### EXTRACT TO READ
--- --- ---

Have you ever felt ambivalent?  Most of us know what it is like to both love and hate something at the same time.  This can be on a small scale, like when a dieter both loves and hates the taste of ice cream.  On a larger scale, the experience of ambivalence does much of the damage in sexual abuse, as one tries to reconcile the combination of relational pleasure and intimacy during a choice-less, life shattering betrayal.





The truth is that we all experience stress-causing ambivalence from time to time. If we were to allow ourselves to be honest about the conflicting feelings we experience, we could alleviate some of the inner turmoil that we often explain away as ambiguous distress, sadness, or anxiety.


Take, for instance, a time when the God you put your faith in has seemingly let you or a loved one down…big time.  You are flooded with questions and emotions that seem to threaten your understanding about who God is and what you can expect from life.


But “the Lord works all things together for the good”, right? While this may be true, it is not likely to be the way you actually feel.  Dismissing our actual feelings with truisms or glib sayings is not easy, but it is significantly easier than admitting that this death/job loss/abuse, etc, causes you to doubt His sovereignty, His goodness, or even His existence, or that it causes you anger, even rage toward His willingness to allow the events to unfold as they have.

--- --- ---

### RECORDED DATA
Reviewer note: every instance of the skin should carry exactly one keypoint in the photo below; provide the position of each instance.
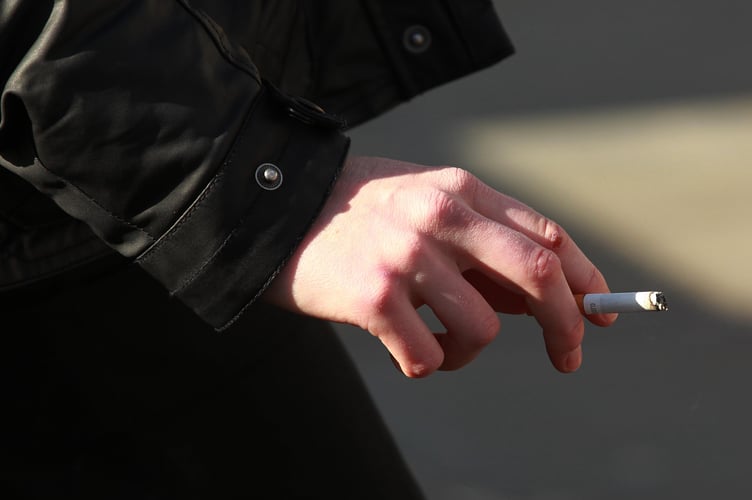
(394, 236)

--- --- ---

### REQUIRED WORK
Condense the paragraph beginning "But “the Lord works all things together for the good”" from the text on ambivalence into a bulleted list that keeps its main points.

### YOUR RESPONSE
- The saying "the Lord works all things together for the good" may be true, but it is not likely to match how you actually feel.
- Dismissing actual feelings with truisms or glib sayings is not easy.
- It is still significantly easier than admitting that a death, job loss, abuse, or similar event makes you doubt God's sovereignty, His goodness, or even His existence.
- It is also easier than admitting that such an event causes you anger, even rage, at His willingness to allow things to unfold as they have.